* **TASK BRIEF**: The listing below should be printed exactly, though its pictures must not be.

* **EXERCISE DATA**:

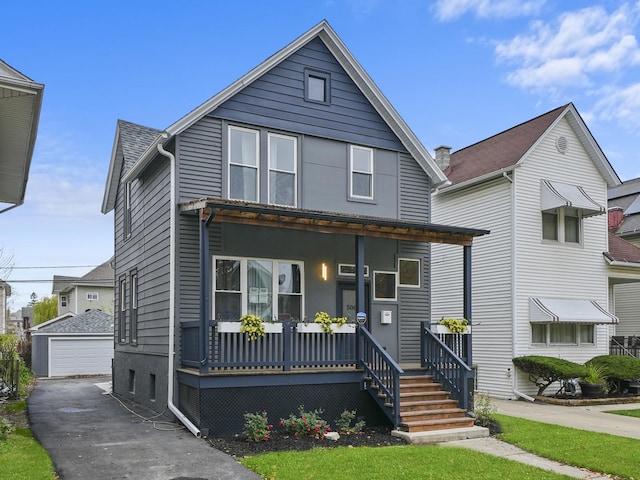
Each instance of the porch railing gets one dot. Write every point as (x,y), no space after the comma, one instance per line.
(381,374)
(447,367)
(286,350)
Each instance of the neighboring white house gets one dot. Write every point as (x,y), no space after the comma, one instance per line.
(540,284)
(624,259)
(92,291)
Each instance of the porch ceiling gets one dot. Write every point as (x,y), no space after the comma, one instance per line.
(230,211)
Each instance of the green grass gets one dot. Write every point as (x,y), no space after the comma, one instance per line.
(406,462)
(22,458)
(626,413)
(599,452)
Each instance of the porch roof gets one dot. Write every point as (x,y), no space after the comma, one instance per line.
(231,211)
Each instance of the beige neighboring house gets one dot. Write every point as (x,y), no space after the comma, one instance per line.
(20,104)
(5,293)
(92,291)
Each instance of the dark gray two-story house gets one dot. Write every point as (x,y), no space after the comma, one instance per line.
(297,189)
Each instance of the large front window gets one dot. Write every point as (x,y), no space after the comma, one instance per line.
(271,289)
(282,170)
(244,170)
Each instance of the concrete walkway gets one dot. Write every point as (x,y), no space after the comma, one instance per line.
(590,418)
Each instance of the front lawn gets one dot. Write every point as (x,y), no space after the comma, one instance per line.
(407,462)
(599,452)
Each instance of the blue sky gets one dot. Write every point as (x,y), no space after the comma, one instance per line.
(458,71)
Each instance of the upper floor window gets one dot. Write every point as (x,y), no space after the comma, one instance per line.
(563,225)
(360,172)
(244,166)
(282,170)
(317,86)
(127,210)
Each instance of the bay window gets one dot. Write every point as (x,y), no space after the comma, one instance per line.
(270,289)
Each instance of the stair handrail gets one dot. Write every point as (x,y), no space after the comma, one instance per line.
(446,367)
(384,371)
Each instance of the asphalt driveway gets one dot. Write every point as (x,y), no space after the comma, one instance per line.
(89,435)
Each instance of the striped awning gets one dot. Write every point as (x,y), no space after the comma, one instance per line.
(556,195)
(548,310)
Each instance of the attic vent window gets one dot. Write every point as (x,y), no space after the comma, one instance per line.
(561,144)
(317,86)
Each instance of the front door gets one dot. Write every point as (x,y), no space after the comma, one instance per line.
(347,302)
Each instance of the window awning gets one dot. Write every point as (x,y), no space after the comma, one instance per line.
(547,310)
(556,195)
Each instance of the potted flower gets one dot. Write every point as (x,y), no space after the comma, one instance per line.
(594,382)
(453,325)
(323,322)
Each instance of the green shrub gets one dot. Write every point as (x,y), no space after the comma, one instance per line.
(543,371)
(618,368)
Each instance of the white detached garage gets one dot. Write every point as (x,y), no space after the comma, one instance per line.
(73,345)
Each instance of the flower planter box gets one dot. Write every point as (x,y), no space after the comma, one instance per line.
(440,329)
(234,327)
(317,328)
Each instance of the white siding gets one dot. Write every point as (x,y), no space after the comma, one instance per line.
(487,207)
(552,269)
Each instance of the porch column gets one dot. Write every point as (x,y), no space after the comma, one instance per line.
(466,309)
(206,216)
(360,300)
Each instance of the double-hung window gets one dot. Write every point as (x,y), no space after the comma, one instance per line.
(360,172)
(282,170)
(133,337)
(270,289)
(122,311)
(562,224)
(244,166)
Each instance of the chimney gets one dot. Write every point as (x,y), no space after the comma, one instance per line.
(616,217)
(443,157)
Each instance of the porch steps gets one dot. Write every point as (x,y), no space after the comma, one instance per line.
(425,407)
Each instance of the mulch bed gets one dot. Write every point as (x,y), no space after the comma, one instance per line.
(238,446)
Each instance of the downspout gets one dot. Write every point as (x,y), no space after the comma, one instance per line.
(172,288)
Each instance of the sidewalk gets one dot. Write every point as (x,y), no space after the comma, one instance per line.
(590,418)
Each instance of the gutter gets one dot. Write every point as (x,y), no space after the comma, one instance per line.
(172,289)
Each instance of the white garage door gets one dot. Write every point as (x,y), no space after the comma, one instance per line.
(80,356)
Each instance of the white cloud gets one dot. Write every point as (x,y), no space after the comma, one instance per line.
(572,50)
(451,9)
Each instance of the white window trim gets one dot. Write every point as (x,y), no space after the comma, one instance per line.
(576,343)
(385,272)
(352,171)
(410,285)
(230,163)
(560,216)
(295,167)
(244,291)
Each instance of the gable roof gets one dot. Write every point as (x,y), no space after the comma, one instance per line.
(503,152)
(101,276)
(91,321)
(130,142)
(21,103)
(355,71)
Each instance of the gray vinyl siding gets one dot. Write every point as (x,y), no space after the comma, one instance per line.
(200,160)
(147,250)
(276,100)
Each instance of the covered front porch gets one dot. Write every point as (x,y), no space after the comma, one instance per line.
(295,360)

* **EXERCISE SOLUTION**:
Each instance of the porch railing gets one dot. Write every point as (x,y), no space after the comma, one instance per line.
(381,374)
(447,367)
(286,350)
Each instance of the neighboring white house gets one dot. Write every point as (x,y), no space after the comma, one instance per line.
(540,284)
(624,259)
(92,291)
Each instance of the porch ceiling gets one dot. Write every point as (x,y), no space after the comma, one instance per line.
(230,211)
Each instance of the green grass gets one dot. Write every point as (x,y), no space after the comma, one instance per line.
(406,462)
(22,458)
(626,413)
(599,452)
Each instance of the porch roof gets one dot. Write every point as (x,y), no space after the comma, one instance per line.
(231,211)
Each instance of the beige neighboring house gets one dot. Write every point as (x,y), no space after the comma, one instance per line.
(20,104)
(5,293)
(92,291)
Each instance of the dark gray two-story house gets one dot. Write every point as (x,y), no space after the comma, one instance per line.
(297,189)
Each instance of the large front window gets one dot. Write every point as (x,y), no space after the comma, one instance per line.
(271,289)
(282,170)
(244,170)
Each instance of the concrete walkway gets one dot. Write every point as (x,y), no space after the comma, one instance per line.
(590,418)
Each instance of the front lawn gets one dot. Write every point as (x,y), no space after the comma, one instance per line.
(407,462)
(599,452)
Each instance of the blue sky gets one dot. Write every point as (x,y), no space after the comma, one instance per line.
(458,71)
Each instance of the upper floor window gets one dot. Write every point as (x,y), no space after the comma, one instance per line.
(563,225)
(360,172)
(244,166)
(282,170)
(317,86)
(127,210)
Each instance of the bay window gets one dot. Write every point as (x,y), no space after the comma, one instance per line.
(270,289)
Each instance of the stair handrail gets one dot. Write every point as (x,y), no space after the comma, one instance per line.
(446,367)
(384,371)
Each instance of the asphalt driveway gets one dot. Write every point as (x,y), no space after the comma, one instance per line.
(89,435)
Each instance of the striped awning gets one dot. Write every point as (x,y), no space after the comma, one instance per line.
(556,195)
(548,310)
Each instance of the attic vent window gets one dot. Write every point as (x,y), no space after the comma, one instance per line.
(561,144)
(317,86)
Each instance of the front door gets one dot. Write every point as (x,y), no space after the comma, one instance per line.
(347,302)
Each instance of the window awning gets one dot. Write every point as (x,y), no space after the comma, one instance per line.
(547,310)
(556,195)
Each instance of the potted flower gets one dot. Write every point as (x,y), no space after the comma, one instance per line.
(594,382)
(453,325)
(323,322)
Each instance of the green shrub gets one dot. Write every point as (x,y), no space after the comma, one instance per line.
(543,371)
(618,368)
Each instance of the white detached garage gets one dot. Write every point as (x,y), no space after the comma, one instance per line.
(73,345)
Each instance of the flower planter box gets one dot. Write every point as (x,y), no space after the comma, one instance per line.
(440,329)
(234,327)
(317,328)
Each instance of the white siding gets one dot. Write every point as (x,y), no space after the comma, one instance per line.
(487,207)
(552,269)
Each instance of the porch column gets one dot. Write every point as (x,y), no space after the comma, one instance per line.
(466,309)
(206,216)
(360,300)
Each instance of the double-hung window gets one dot. Write every point as (x,y), no space after the comma, one instance per line.
(360,172)
(282,170)
(133,337)
(270,289)
(122,311)
(562,224)
(244,166)
Each instance of the chimney gets one dot. Write every point as (x,y), no space after the comma, one instance per line.
(616,217)
(443,157)
Each instance of the porch steps gets one dot. Write every point as (x,y), no space after the comma, one instance per line.
(425,407)
Each instance of the mulch bed gets one dot. Write every point as (x,y), no space after the comma, one instance per line.
(238,446)
Each instance of the downspout gets one dot. Write every point as (x,y), no space after the comma, one instance per line.
(172,288)
Each instance of the sidewalk gets one dot. Write every point as (x,y), no space after the comma, one instance per line.
(590,418)
Each instance of the gutter gets one dot. Write every point as (x,y), no space after the comma, one instance per line.
(172,289)
Each instance of the white garage door gets one dot. Write every point as (x,y), no space after the comma, one instance per line.
(80,356)
Each instance of the white cloud gets one dot. Write every point as (x,y), no space after the comma, one instance per line.
(572,50)
(451,9)
Each instance of the white window trim gets one dot. Write every point as (x,y), no space after the comma, one instance per line.
(576,343)
(385,272)
(352,171)
(410,285)
(230,163)
(560,216)
(295,167)
(244,291)
Each instance of the gable roof gets one dot. Write every point as (x,y), no space after the comma, one instance per line.
(503,152)
(101,276)
(91,321)
(130,142)
(21,103)
(355,71)
Each instance of the gray vinyl siding gets one dot. Write every point as (x,y), no space after the comma, one instance per line.
(200,160)
(147,250)
(276,100)
Each instance of the covered front porch gets one dot. Write every point as (x,y), no space after the comma, one instance per line.
(295,360)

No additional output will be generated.